- _MATERIALS PROVIDED_
☆ ☆ ☆ ☆ ☆

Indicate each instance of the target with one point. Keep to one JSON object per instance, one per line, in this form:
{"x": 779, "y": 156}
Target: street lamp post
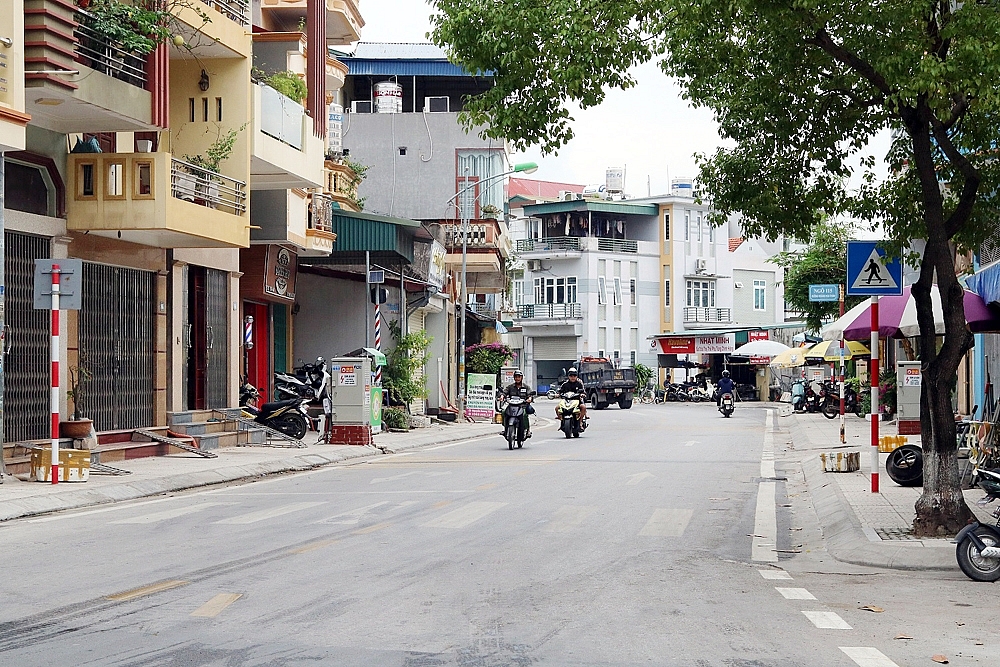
{"x": 525, "y": 167}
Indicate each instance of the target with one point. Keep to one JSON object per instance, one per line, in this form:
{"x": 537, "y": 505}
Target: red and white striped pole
{"x": 875, "y": 387}
{"x": 55, "y": 374}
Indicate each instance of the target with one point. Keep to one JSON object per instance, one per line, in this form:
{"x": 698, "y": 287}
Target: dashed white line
{"x": 795, "y": 593}
{"x": 867, "y": 657}
{"x": 827, "y": 620}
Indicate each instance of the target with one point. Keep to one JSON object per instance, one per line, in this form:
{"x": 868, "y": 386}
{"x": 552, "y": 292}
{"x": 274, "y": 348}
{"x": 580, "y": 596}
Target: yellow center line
{"x": 371, "y": 529}
{"x": 145, "y": 590}
{"x": 313, "y": 547}
{"x": 214, "y": 607}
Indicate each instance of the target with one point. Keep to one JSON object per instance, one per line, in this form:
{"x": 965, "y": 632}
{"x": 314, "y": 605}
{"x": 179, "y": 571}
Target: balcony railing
{"x": 617, "y": 245}
{"x": 719, "y": 315}
{"x": 321, "y": 213}
{"x": 97, "y": 52}
{"x": 553, "y": 243}
{"x": 236, "y": 10}
{"x": 550, "y": 311}
{"x": 207, "y": 188}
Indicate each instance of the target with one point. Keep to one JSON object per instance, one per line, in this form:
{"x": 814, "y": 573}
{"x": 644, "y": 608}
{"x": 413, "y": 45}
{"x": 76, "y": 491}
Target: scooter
{"x": 978, "y": 550}
{"x": 569, "y": 414}
{"x": 727, "y": 405}
{"x": 513, "y": 419}
{"x": 288, "y": 417}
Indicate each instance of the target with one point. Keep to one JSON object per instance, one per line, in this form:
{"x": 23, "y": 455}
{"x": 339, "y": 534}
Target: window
{"x": 701, "y": 293}
{"x": 759, "y": 295}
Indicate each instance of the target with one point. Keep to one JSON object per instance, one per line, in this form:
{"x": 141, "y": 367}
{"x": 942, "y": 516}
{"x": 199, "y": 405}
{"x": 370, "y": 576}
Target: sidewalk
{"x": 165, "y": 474}
{"x": 859, "y": 526}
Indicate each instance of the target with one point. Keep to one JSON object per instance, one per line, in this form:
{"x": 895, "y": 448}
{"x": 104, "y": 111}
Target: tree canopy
{"x": 798, "y": 89}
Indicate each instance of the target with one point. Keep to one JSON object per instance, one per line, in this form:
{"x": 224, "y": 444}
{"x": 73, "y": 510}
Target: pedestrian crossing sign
{"x": 871, "y": 272}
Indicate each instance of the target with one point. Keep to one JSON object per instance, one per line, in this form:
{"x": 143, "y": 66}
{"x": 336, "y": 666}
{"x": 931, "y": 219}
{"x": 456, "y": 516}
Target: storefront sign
{"x": 480, "y": 400}
{"x": 279, "y": 273}
{"x": 721, "y": 344}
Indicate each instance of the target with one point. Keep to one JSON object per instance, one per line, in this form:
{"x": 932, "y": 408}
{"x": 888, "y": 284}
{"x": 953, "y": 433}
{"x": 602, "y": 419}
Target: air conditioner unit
{"x": 437, "y": 104}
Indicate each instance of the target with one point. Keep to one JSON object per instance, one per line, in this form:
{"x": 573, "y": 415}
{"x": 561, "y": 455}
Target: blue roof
{"x": 387, "y": 59}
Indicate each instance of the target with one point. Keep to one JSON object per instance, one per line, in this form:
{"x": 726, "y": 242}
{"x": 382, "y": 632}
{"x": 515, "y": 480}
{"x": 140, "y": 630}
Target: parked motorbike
{"x": 727, "y": 405}
{"x": 570, "y": 421}
{"x": 513, "y": 419}
{"x": 978, "y": 550}
{"x": 288, "y": 417}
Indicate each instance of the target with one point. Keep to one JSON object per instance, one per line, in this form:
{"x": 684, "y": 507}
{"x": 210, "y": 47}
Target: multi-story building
{"x": 590, "y": 284}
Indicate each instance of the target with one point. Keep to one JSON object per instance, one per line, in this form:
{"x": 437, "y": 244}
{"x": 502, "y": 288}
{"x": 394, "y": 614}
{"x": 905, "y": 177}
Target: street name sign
{"x": 824, "y": 292}
{"x": 870, "y": 272}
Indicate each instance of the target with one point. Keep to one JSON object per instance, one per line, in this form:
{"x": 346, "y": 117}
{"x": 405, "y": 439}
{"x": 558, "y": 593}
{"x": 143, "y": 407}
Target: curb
{"x": 78, "y": 499}
{"x": 844, "y": 536}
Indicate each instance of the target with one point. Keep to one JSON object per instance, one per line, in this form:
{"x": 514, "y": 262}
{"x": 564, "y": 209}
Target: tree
{"x": 823, "y": 262}
{"x": 798, "y": 90}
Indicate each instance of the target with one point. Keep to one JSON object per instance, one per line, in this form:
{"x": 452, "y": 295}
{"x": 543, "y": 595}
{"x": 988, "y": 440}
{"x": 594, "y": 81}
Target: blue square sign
{"x": 870, "y": 272}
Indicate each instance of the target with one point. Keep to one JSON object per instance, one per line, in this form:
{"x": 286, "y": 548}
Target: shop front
{"x": 267, "y": 291}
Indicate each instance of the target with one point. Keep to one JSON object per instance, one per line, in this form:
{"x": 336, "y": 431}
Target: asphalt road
{"x": 633, "y": 545}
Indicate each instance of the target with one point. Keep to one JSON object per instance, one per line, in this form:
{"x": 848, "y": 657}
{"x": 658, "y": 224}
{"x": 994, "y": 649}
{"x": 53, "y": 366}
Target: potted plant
{"x": 78, "y": 427}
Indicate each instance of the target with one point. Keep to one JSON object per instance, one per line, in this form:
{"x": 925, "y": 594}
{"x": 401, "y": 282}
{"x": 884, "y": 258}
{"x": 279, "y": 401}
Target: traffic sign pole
{"x": 875, "y": 386}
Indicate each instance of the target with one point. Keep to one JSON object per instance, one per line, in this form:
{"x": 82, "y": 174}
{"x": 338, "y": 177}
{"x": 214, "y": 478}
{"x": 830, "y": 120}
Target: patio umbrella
{"x": 898, "y": 317}
{"x": 761, "y": 348}
{"x": 793, "y": 357}
{"x": 828, "y": 350}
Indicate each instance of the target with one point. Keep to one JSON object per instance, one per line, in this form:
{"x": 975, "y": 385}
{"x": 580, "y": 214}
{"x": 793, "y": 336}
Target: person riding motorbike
{"x": 518, "y": 388}
{"x": 725, "y": 386}
{"x": 573, "y": 384}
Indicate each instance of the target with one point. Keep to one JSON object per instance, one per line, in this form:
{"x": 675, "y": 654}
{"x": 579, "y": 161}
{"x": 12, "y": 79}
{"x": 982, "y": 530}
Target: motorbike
{"x": 569, "y": 414}
{"x": 288, "y": 417}
{"x": 513, "y": 419}
{"x": 727, "y": 405}
{"x": 978, "y": 550}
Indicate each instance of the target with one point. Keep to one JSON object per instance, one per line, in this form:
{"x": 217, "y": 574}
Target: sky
{"x": 648, "y": 130}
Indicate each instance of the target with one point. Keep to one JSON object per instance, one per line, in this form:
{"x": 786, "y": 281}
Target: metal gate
{"x": 217, "y": 321}
{"x": 117, "y": 334}
{"x": 26, "y": 344}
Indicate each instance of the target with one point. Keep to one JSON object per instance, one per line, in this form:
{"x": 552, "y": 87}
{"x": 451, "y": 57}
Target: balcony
{"x": 155, "y": 199}
{"x": 707, "y": 315}
{"x": 550, "y": 311}
{"x": 109, "y": 93}
{"x": 286, "y": 154}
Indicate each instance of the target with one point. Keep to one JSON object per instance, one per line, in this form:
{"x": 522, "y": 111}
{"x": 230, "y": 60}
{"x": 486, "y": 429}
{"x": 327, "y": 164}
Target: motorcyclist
{"x": 725, "y": 386}
{"x": 574, "y": 384}
{"x": 518, "y": 388}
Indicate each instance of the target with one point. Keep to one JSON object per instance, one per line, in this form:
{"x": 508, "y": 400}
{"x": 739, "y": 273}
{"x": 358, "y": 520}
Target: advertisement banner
{"x": 480, "y": 400}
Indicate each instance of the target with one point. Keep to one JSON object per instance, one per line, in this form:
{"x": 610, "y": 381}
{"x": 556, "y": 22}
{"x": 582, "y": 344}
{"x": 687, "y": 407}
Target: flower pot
{"x": 76, "y": 429}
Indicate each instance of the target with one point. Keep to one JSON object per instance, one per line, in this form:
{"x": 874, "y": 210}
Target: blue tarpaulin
{"x": 986, "y": 284}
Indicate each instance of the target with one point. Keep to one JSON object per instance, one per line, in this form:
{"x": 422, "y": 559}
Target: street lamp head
{"x": 526, "y": 168}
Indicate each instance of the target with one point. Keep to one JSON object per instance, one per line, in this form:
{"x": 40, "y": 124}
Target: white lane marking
{"x": 353, "y": 516}
{"x": 638, "y": 477}
{"x": 667, "y": 523}
{"x": 765, "y": 526}
{"x": 865, "y": 656}
{"x": 214, "y": 607}
{"x": 774, "y": 574}
{"x": 827, "y": 620}
{"x": 263, "y": 515}
{"x": 60, "y": 517}
{"x": 567, "y": 517}
{"x": 795, "y": 593}
{"x": 167, "y": 514}
{"x": 464, "y": 516}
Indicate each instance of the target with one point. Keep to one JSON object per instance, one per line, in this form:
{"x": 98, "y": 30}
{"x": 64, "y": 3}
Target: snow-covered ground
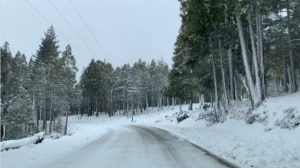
{"x": 273, "y": 140}
{"x": 82, "y": 132}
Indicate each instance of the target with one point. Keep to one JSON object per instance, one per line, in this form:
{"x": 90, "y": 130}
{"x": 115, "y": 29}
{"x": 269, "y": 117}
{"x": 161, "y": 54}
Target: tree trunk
{"x": 147, "y": 105}
{"x": 50, "y": 118}
{"x": 256, "y": 99}
{"x": 191, "y": 101}
{"x": 260, "y": 52}
{"x": 298, "y": 80}
{"x": 172, "y": 103}
{"x": 66, "y": 124}
{"x": 45, "y": 119}
{"x": 292, "y": 82}
{"x": 290, "y": 79}
{"x": 215, "y": 77}
{"x": 180, "y": 105}
{"x": 168, "y": 102}
{"x": 254, "y": 57}
{"x": 231, "y": 75}
{"x": 4, "y": 130}
{"x": 235, "y": 90}
{"x": 223, "y": 73}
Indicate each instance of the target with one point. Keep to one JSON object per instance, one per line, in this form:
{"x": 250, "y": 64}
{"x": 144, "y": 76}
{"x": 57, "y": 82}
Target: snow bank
{"x": 82, "y": 133}
{"x": 21, "y": 142}
{"x": 271, "y": 141}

☆ ☆ ☆ ☆ ☆

- _TASK DIRECTIONS_
State how many lines of the material contain the word "white", and reply with that number alone.

- _COMPLETE ANSWER_
3